◆ **元の文章**
────────
さて、「決める」という行為を人間に委ねることで、生成AIはもっと自由に扱えるようになります。
生成AIサービスを使ったことがある読者はご存じの通り、現在の生成AI(ChatGPT plus)は、WordやExcel、PDFの読み取りと出力ができます。RAG(文章生成時にあらかじめ指定した外部データを活用できる機能)や、GPTs(カスタムメイドの専用GPT作成)も利用できます。
私がよく行うデモンストレーションの一つに、地域別・世代別の人口統計データとAED設置場所のデータ(いずれもExcelファイル)をChatGPTに読み込ませ、「新たにAEDを設置するべき場所を考えて」と指示を出すものがあります。
ChatGPTはこれらのファイルを読み取り、分析の戦略を立て、実際に分析し、結果をレポート形式で出力します。さらに、そのレポートをWord形式で出力し、ダウンロードさせることも可能です。
────────
◆ **記録データ**

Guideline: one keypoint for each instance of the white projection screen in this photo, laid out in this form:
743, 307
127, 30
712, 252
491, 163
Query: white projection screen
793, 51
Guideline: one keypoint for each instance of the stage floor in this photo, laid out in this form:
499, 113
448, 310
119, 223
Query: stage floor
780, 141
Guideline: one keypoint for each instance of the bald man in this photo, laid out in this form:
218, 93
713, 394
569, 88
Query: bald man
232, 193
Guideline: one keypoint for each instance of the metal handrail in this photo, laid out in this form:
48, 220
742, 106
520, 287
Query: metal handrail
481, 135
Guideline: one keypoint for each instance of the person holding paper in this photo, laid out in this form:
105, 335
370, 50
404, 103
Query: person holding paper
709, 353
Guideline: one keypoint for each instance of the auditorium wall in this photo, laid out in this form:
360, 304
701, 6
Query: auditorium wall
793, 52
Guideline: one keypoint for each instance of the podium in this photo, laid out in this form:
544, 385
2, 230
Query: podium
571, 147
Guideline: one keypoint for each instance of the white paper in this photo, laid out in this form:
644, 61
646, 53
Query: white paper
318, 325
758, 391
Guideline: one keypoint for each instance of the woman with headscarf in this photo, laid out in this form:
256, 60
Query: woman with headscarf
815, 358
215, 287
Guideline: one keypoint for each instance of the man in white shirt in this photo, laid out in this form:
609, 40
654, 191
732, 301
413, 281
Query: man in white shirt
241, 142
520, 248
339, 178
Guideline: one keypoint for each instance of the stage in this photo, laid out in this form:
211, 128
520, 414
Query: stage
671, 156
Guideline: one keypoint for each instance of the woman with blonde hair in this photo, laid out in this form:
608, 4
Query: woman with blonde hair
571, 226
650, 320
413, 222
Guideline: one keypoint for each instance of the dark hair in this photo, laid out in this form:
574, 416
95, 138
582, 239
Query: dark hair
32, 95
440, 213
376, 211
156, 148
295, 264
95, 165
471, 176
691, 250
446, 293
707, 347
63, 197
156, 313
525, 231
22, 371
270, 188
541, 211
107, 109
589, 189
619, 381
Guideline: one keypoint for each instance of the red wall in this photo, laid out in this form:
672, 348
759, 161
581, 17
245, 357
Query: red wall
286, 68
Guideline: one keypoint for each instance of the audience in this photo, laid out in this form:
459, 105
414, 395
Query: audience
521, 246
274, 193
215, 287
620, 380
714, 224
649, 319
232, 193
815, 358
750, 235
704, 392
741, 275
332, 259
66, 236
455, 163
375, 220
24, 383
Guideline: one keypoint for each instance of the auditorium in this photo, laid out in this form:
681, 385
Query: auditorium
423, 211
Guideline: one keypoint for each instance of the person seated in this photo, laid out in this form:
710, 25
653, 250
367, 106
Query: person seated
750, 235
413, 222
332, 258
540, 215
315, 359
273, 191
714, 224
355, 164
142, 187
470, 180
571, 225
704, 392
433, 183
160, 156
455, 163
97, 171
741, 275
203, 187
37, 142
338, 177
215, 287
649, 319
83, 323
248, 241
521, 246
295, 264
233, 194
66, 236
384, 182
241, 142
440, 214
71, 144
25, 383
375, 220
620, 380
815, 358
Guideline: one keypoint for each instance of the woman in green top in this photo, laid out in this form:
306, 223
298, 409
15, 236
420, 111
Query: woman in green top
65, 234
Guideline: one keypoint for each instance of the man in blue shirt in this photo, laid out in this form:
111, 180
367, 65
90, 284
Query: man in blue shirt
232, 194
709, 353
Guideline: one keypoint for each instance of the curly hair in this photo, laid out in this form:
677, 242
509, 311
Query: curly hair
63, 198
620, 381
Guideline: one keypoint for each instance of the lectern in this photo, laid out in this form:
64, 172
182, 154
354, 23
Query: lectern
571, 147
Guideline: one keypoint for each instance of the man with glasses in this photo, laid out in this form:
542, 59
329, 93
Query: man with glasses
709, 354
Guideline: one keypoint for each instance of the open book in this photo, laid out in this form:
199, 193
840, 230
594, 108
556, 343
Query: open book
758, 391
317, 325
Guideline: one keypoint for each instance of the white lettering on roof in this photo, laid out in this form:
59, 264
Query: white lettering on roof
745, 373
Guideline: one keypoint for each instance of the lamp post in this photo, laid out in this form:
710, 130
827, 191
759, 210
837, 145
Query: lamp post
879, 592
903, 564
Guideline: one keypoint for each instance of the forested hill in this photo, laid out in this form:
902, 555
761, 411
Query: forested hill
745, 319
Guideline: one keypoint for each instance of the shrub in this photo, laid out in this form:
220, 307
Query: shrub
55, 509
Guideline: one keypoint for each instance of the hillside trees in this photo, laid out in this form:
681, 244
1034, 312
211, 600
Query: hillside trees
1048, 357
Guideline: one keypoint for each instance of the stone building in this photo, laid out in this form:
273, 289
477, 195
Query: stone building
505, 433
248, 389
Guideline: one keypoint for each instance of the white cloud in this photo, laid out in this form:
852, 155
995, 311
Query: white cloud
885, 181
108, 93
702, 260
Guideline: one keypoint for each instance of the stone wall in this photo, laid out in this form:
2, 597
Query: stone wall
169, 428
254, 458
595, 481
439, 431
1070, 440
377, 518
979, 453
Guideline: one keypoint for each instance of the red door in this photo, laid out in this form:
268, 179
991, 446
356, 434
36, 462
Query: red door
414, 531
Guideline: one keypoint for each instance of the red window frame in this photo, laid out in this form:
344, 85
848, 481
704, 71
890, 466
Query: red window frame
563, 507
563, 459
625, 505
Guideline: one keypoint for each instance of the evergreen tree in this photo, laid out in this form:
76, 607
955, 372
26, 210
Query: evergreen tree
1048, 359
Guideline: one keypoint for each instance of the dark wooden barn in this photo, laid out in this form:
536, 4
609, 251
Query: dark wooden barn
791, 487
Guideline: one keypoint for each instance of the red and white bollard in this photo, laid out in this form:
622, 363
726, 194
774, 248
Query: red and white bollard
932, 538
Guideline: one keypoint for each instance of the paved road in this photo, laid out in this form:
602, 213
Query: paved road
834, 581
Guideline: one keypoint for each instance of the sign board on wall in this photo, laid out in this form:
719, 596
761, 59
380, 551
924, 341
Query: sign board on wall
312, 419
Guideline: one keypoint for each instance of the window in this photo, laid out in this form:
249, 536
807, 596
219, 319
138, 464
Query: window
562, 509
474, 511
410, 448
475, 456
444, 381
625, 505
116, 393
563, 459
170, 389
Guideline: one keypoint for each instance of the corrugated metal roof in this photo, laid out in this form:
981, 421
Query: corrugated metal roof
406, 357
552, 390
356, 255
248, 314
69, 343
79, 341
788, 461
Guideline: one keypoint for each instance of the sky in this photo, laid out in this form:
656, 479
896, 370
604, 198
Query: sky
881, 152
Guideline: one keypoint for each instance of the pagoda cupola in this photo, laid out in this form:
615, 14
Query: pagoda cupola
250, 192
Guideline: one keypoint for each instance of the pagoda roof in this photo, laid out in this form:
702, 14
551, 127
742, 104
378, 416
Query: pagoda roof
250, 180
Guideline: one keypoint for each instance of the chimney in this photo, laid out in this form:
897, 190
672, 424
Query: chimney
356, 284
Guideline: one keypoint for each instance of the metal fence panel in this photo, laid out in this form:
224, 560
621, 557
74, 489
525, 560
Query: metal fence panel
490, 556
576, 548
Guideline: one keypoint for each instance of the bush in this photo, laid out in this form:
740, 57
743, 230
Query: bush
────────
◆ **やること**
1. 元の文章から、「生成AIサービスを使ったこと」から「と指示を出すものがあります。」までを、はじめと終わりの言葉も含めて、一字も変えずに書き出してください。
2. 元の文章によると、ChatGPTが出したレポートは、どの形式で出力してダウンロードさせることができますか。

◆ **答え**
1.
生成AIサービスを使ったことがある読者はご存じの通り、現在の生成AI(ChatGPT plus)は、WordやExcel、PDFの読み取りと出力ができます。RAG(文章生成時にあらかじめ指定した外部データを活用できる機能)や、GPTs(カスタムメイドの専用GPT作成)も利用できます。
私がよく行うデモンストレーションの一つに、地域別・世代別の人口統計データとAED設置場所のデータ(いずれもExcelファイル)をChatGPTに読み込ませ、「新たにAEDを設置するべき場所を考えて」と指示を出すものがあります。

2. Word形式